Selection
::::

[Date Prev][Date Next][Thread Prev][Thread Next]
[Date Index]
[Thread Index]
- Subject: Re: Self-deleting weak tables?
- From: Jim Pryor <lists+lua@...>
- Date: Sun, 1 Nov 2009 00:48:50 -0400
On Sat, Oct 31, 2009 at 08:03:14PM +0100, Edgar Toernig wrote:
> and if profiling shows that it's too slow or generates too much
> garbage (the {...} table), write a C function that puts the
> binary representation into a string:
>
> int bundle(lua_State *L)
> {
> lua_Number buf[32]; // assume no padding
> int i, n;
>
> n = lua_gettop(L);
> if (n > 32)
> luaL_error(L, "sorry pal, too many arguments");
> for (i = 0; i < n; ++i)
> buf[i] = luaL_checknumber(L, i+1);
> lua_pushlstring(L, (char*)buf, n * sizeof(*buf));
> return 1;
> }
Nice idea. The arguments aren't restricted to numbers, but I could use
this technique to encode whatever the arguments are:
switch lua_type(L, i) {
case LUA_TNUMBER:
// write LUA_TNUMBER, then the number, to buf
break;
case LUA_TTABLE:
// write LUA_TTABLE, then lua_topointer(L, i), to buf
break;
// etc
}
If this needs to be fully general, what should I do for strings? I'd
have to stuff the whole string into buf, wouldn't I? Perhaps one word to
indicate that it's a string, and one word to indicate the length
(I guess these could be combined, if I store the length + an offset
higher than any LUA_TYPE), followed by the whole string. (I'm sure this
would be reinventing the wheel...what do people standardly use for
compact, needn't-be-human-readable serialization?)

::::

Data extract

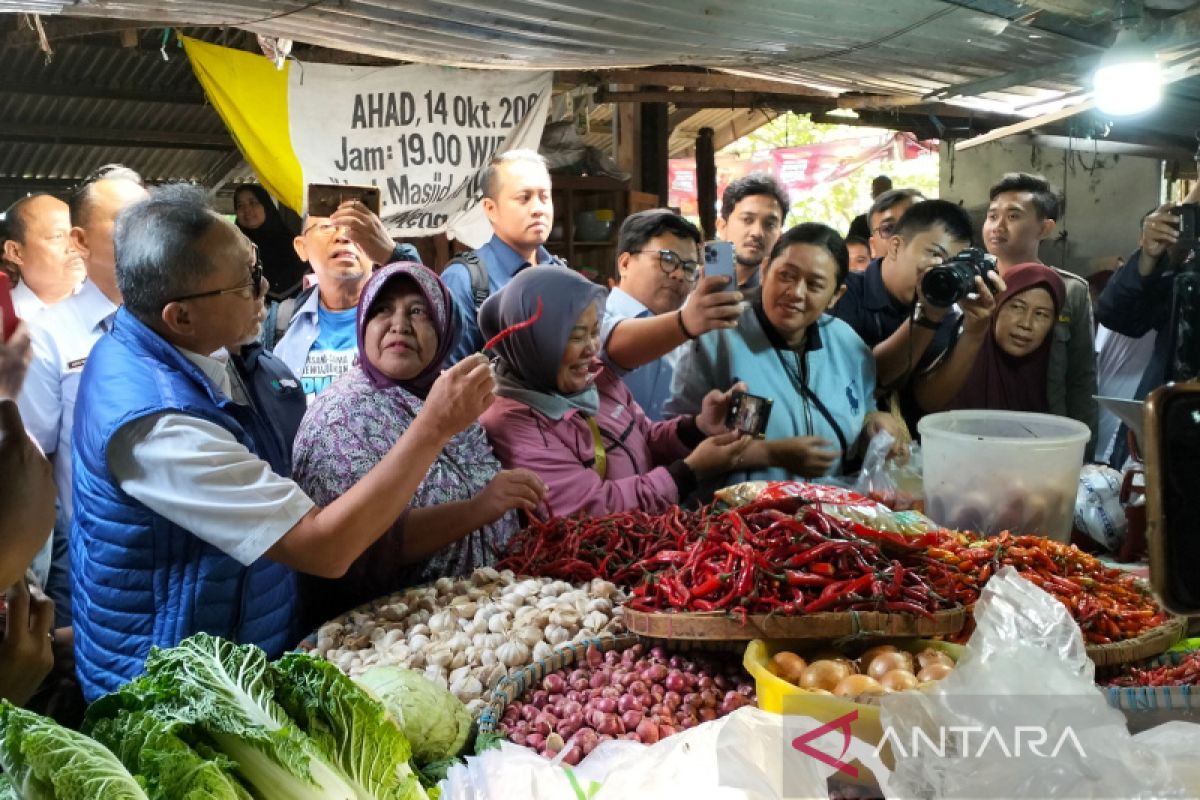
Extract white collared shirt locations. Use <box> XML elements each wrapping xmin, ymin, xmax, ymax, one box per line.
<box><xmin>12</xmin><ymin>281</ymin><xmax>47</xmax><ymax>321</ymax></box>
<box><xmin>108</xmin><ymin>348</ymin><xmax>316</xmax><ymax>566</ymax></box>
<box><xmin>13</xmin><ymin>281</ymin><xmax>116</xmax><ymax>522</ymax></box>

::::

What the task requires
Write the next part of the mailing-list reply about encoding Lua arguments into a string, starting after its last sentence. The material above is separate from the mailing-list post on Lua.

Output for this task
Now, I did say in my original email let's not worry for now about weak
keys. However, I do in fact want to have my cache tables weak-keyed too.
And this strategy wouldn't work in that case.
Here's what I have come up with. It involves one userdatum + one table
per self-deleting table, plus two user-datums and four table rows per
key,value pair in a self-deleting table. Not horrible; but that is some
real overhead. Not sure if it's worth it.
Here's the code. The self-deleting table is implemented as a userdatum
with __index and __newindex methods. It will start off with size 0, but
won't delete itself until its size is incremented and then decreases
again to zero. This version has the self-deleting table fully weak (both
with keys and values); and non-nil entries can't be overwritten; and
when its size gets to zero, it deletes itself from a parent table
specified when it was created. This can all be changed.
Another way to do the deletion would be to have the parent table be
weak-valued, but have a strong ref stored elsewhere to the self-deleting
userdatum. When the userdatum's size drops to zero, it deletes that
strong ref and then just lets itself be dropped from the parent table
and gc'd normally.
local pairs, collectgarbage, setmetatable, getmetatable, assert, newproxy = pairs, collectgarbage, setmetatable, getmetatable, assert, newproxy
require "debug"; local getfenv, setfenv = debug.getfenv, debug.setfenv
local print = print
local format, tostring = string.format, tostring
local wk_mt = {__mode = 'k'}
local function weakkey() return setmetatable({}, wk_mt) end
local selfdel_mappings = setmetatable({}, {__mode = 'kv'})
local selfdel_values = setmetatable({}, {__mode = 'v'})
local SIZEKEY, KEYKEY, PARENTKEY
local baseuv = newproxy(true)
local uv_mt = getmetatable(baseuv)
function uv_mt.__gc(self)
if self ~= baseuv then
local k = selfdel_mappings[self]
local env = getfenv(self)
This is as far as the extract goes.